* [Exercise inputs]:
------------
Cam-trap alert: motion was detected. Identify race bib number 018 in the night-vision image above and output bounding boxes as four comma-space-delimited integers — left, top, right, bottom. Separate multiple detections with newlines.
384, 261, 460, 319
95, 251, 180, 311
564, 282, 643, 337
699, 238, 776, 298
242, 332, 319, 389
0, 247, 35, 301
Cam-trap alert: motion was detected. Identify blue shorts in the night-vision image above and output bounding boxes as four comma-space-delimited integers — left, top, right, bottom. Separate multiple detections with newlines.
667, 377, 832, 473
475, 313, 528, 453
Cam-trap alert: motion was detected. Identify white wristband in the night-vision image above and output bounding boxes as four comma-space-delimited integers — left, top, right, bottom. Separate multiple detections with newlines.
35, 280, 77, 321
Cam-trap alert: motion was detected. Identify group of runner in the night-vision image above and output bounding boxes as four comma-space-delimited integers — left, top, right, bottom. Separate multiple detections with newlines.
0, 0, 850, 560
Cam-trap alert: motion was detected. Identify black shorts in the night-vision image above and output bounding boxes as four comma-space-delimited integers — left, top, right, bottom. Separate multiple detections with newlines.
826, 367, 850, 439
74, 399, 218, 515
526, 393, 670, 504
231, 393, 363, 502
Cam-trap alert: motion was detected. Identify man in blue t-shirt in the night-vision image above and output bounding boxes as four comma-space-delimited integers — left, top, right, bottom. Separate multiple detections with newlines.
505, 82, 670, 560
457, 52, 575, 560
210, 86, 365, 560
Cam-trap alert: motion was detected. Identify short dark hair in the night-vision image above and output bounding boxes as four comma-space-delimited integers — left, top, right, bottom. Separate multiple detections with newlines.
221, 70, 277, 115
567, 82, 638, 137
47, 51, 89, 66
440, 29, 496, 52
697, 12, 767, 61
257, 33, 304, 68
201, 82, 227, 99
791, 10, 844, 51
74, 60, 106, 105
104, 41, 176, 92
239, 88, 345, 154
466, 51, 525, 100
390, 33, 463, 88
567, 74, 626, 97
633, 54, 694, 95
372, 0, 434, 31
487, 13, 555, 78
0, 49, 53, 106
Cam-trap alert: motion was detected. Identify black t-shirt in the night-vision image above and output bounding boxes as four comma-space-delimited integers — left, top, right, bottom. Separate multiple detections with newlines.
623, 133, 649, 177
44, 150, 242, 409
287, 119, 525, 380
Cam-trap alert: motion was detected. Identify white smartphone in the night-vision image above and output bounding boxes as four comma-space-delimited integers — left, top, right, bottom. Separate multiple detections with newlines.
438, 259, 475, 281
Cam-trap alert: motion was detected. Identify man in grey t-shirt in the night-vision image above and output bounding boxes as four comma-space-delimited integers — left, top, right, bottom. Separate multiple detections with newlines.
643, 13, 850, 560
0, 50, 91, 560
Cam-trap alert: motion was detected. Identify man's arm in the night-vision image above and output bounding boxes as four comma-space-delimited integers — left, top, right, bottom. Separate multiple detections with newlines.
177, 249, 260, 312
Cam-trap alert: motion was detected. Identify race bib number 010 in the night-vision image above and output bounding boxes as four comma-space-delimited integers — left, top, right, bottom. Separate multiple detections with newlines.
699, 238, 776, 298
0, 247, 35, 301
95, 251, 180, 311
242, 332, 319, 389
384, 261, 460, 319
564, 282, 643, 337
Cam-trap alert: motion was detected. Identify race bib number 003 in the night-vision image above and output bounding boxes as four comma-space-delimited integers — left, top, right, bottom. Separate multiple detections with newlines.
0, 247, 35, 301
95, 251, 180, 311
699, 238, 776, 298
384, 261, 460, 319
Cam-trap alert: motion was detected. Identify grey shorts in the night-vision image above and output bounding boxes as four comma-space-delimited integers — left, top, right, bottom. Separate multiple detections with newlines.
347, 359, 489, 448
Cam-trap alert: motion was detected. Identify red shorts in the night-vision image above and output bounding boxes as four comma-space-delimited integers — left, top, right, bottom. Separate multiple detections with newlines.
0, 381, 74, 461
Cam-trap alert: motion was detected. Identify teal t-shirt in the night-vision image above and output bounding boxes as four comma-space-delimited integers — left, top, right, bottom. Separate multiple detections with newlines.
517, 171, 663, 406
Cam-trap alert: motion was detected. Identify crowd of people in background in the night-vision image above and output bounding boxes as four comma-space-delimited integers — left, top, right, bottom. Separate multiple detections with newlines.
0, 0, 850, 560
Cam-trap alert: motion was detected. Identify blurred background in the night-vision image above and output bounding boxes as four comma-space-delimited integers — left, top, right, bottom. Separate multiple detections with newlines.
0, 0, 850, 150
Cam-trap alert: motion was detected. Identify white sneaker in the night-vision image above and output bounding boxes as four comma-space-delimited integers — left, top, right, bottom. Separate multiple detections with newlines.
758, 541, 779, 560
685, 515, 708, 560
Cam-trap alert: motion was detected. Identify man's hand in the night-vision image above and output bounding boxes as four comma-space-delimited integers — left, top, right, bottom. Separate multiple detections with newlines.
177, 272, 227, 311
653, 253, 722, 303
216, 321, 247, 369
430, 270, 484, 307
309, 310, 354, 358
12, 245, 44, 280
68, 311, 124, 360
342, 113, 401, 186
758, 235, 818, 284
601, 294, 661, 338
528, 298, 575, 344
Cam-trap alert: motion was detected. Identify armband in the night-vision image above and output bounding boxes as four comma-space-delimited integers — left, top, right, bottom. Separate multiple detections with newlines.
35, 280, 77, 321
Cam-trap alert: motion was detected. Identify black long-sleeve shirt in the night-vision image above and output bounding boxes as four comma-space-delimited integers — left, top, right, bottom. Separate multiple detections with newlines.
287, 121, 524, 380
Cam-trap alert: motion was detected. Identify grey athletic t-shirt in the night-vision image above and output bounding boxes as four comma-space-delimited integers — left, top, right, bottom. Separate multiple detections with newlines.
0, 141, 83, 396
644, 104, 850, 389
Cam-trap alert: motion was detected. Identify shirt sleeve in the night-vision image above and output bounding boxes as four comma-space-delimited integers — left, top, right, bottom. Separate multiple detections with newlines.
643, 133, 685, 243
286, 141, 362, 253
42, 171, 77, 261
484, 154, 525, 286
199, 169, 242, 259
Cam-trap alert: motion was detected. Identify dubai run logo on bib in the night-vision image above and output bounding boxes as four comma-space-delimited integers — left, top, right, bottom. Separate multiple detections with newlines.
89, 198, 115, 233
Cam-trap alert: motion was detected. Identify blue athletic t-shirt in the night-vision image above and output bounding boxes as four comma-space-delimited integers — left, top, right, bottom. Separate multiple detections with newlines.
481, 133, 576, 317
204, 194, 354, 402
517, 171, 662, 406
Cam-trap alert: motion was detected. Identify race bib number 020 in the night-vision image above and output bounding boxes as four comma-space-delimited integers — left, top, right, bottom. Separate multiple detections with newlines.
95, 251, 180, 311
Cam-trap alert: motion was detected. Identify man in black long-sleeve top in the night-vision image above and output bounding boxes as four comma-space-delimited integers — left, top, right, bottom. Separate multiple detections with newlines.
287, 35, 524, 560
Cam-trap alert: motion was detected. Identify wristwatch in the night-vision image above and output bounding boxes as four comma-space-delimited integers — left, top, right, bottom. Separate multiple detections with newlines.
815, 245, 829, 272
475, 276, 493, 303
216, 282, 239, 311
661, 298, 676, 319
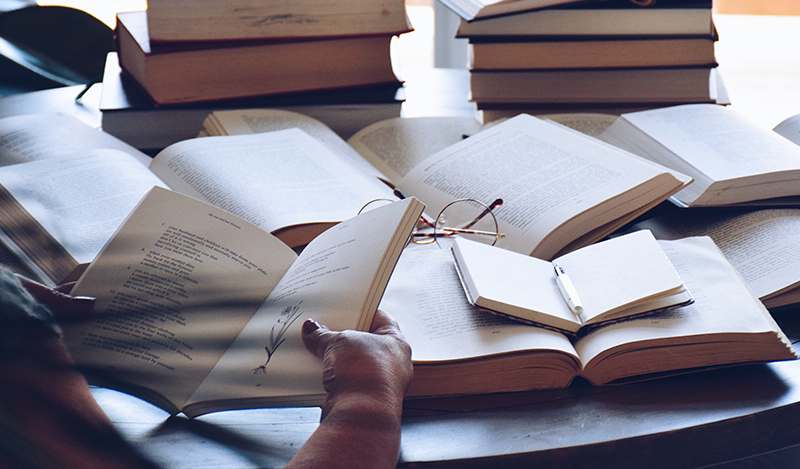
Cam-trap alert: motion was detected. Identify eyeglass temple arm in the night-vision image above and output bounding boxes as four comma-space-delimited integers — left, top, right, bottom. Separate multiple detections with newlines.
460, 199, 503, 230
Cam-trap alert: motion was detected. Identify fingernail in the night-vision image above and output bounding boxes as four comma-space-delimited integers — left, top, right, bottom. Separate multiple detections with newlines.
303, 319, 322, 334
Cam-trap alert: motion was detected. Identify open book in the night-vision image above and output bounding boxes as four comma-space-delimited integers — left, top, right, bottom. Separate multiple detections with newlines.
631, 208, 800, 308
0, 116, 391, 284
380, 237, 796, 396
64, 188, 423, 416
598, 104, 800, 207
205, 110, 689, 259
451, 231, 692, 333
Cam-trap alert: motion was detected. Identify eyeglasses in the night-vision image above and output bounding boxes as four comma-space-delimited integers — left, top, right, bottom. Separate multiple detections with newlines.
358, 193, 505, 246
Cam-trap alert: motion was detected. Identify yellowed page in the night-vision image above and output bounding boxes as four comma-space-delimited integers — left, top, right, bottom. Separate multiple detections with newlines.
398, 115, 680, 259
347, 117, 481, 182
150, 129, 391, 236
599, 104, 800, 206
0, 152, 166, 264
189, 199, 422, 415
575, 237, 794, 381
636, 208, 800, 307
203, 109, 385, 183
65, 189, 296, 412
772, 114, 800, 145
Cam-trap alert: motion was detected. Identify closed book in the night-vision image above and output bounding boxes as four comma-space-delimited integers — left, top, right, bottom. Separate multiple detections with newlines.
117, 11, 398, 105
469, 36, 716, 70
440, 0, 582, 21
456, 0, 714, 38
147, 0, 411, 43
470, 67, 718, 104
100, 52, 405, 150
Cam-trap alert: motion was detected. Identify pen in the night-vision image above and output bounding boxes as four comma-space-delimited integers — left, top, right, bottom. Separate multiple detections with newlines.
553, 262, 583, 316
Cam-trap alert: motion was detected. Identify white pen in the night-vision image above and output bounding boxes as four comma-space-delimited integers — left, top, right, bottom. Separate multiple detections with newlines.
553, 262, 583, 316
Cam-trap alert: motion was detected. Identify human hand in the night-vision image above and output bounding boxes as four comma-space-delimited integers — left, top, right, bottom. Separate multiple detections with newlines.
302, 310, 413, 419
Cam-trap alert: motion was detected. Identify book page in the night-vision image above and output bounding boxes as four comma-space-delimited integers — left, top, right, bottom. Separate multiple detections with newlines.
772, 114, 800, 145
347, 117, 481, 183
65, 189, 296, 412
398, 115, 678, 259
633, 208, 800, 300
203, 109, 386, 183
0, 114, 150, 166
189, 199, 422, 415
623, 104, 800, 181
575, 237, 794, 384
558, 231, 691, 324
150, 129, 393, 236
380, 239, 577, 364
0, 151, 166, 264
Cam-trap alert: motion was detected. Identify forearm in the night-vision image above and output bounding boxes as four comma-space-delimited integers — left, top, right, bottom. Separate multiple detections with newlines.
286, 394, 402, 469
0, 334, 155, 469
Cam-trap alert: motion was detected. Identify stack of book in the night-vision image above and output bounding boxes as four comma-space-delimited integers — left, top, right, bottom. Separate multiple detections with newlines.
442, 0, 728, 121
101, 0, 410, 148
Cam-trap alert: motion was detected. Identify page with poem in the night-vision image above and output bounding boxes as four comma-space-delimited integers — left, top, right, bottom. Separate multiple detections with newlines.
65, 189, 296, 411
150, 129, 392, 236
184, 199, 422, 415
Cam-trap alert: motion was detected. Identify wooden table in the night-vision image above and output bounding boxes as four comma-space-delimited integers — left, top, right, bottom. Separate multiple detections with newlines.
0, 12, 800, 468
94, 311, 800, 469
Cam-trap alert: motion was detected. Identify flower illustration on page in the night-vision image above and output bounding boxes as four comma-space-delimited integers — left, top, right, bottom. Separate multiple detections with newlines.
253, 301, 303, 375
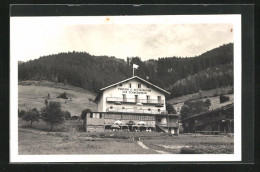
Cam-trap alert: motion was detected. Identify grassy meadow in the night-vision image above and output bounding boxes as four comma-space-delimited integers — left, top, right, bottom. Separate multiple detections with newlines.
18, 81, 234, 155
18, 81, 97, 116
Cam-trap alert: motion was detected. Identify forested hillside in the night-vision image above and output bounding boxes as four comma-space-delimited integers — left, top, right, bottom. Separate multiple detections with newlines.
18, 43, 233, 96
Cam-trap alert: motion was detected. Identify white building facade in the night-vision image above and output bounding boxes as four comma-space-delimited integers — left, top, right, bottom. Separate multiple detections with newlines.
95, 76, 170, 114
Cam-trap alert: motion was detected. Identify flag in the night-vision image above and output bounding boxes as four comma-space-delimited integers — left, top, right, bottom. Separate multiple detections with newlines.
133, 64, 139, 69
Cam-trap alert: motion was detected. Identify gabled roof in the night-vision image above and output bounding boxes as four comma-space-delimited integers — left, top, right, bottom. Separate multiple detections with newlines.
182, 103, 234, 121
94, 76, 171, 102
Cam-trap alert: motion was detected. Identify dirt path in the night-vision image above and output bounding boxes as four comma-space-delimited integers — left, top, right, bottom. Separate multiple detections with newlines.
------------
* [Instruction]: Select every line of the records that contains the string "flower". Case counts, so a match must have the same capitalization.

* [Response for this exercise]:
Cam-trap alert: motion was detected. Identify flower illustration on page in the night-vision image above and output bounding boxes as four comma-space-delimited integers — left, top, right, bottom. Separate multiple detections with newlines.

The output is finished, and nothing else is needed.